### WORK TO DO
1) Answer these questions using the passage on control and rigidity:
(a) Through what do we seek refuge from the chaos?
(b) What is morality turned into?
(c) What do we often gravitate toward when we believe long-term stability is impossible?
2) Carry on the passage about losing our capacity to let go of control, picking up after its final sentence.

### GIVEN TEXT
-------------------------

As the world becomes more complex and we become more psychologically stunted, we lose our capacity to let go of control, and we seek refuge from the chaos through excess rigidity and safetyism. Relationships are scripted and filled with impossible expectations. Sex turns into contractual sadomasochism, where risk is simulated in a perfectly controlled and consensual fashion. Morality is turned into a sterile, transactional calculus. Obviously, this makes us miserable, and does nothing but accelerate chaos. When we believe long-term stability is impossible, we often gravitate towards hollow short-term domination, and our emotional circuitry is not adapted for modernity.

-------------------------

### LISTED RECORDS
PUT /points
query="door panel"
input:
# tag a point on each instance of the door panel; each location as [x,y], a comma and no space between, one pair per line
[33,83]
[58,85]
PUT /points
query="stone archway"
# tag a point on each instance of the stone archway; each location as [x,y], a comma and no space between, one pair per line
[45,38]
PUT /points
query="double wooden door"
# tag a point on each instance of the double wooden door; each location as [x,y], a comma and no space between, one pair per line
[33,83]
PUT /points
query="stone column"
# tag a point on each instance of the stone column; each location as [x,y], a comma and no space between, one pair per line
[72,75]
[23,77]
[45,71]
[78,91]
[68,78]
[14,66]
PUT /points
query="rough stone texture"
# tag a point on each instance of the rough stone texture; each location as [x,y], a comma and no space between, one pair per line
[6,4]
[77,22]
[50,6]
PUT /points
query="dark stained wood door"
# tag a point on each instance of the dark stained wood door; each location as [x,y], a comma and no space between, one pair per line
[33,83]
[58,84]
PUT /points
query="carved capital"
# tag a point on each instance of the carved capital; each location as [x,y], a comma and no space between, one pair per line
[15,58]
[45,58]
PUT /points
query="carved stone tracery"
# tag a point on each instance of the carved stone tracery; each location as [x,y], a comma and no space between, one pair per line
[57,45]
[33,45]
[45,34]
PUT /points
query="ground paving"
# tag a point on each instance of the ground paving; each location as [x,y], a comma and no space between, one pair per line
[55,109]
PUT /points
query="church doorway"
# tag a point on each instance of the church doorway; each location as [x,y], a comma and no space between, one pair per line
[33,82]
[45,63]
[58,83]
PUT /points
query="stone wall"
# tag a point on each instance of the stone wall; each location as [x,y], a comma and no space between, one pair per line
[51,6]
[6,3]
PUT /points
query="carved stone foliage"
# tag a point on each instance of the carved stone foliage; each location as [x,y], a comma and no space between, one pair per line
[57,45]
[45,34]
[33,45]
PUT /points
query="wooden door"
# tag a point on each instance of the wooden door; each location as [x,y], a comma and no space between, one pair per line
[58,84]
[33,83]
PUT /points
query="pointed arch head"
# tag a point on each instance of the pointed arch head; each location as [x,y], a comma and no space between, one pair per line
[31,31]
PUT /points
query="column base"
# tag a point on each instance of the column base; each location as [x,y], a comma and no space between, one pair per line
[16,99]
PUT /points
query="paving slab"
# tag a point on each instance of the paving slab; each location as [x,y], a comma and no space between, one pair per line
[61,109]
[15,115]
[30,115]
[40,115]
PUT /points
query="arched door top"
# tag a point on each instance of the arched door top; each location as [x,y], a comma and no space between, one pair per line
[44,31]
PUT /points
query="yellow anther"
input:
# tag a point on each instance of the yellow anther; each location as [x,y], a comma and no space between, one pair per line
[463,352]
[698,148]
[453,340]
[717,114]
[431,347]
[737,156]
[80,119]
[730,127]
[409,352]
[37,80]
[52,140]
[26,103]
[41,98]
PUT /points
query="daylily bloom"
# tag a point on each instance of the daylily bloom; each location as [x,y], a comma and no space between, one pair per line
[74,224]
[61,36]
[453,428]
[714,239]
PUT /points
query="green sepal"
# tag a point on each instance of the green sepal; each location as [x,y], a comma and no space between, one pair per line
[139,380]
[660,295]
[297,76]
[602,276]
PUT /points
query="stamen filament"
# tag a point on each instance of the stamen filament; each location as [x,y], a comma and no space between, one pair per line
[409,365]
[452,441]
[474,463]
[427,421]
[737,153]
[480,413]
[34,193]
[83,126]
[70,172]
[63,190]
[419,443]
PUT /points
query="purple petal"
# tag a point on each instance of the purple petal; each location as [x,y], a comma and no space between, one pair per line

-------------------------

### ANSWERS IN ORDER
1)
(a) Excess rigidity and safetyism.
(b) A sterile, transactional calculus.
(c) Hollow short-term domination.

2)
Then I show how this leads to dysfunctional narratives and behaviours. Here’s an example from Embodied Ethics:

Of course, hitting or yelling at children, or sending them away to preschool or boarding school is a terrible idea, but modern parents grow up themselves not trusting kindness, and are too stupid to realise that they can create a different world now, so we get an even more narcissistic culture in the next generation…Funnily enough, it is this technocratic logic of turning everything into a dispassionate management problem that is leading our civilisation to the brink, because it turns out that having no one be able to connect or communicate with each other, and treating everything in terms of narrow, superficial measurements like “GDP growth” and “net utility” is actually suicidal in the long run, and only temporarily functional because we have such a massive surplus to bail us out. It means we ignore most of the consequences that are actually relevant, like environmental destruction and overpopulation, and also just assume that someone else will figure it out, since no one is talking to each other.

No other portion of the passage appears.